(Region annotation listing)

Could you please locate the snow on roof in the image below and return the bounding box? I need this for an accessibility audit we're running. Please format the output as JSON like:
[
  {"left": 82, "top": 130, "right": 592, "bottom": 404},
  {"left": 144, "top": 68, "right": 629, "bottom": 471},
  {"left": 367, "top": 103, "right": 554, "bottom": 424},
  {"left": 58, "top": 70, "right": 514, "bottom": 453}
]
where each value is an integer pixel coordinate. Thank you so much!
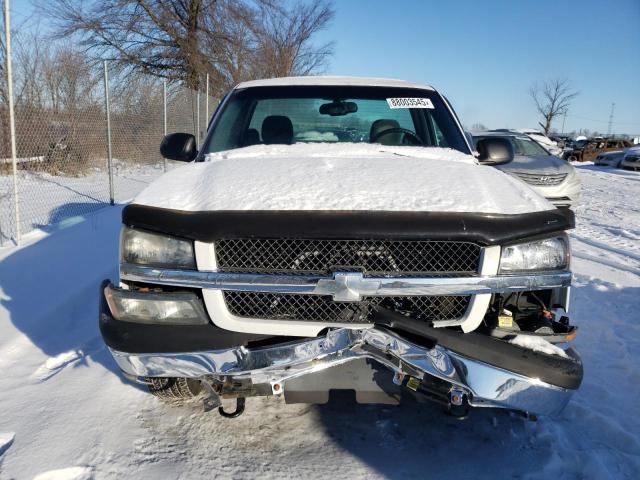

- _Goal of the exercise_
Output the listing above verbatim, omitting the pictures.

- _Written response_
Could you please locate the snow on roof in the image below and return the bounding box? I need this for an accessibility audit we're running. Please format the output as JSON like:
[
  {"left": 82, "top": 130, "right": 592, "bottom": 404},
  {"left": 144, "top": 68, "right": 629, "bottom": 471},
  {"left": 367, "top": 103, "right": 554, "bottom": 424},
  {"left": 58, "top": 70, "right": 514, "bottom": 453}
]
where each value is an integer pixel coordinate. Thank you so much!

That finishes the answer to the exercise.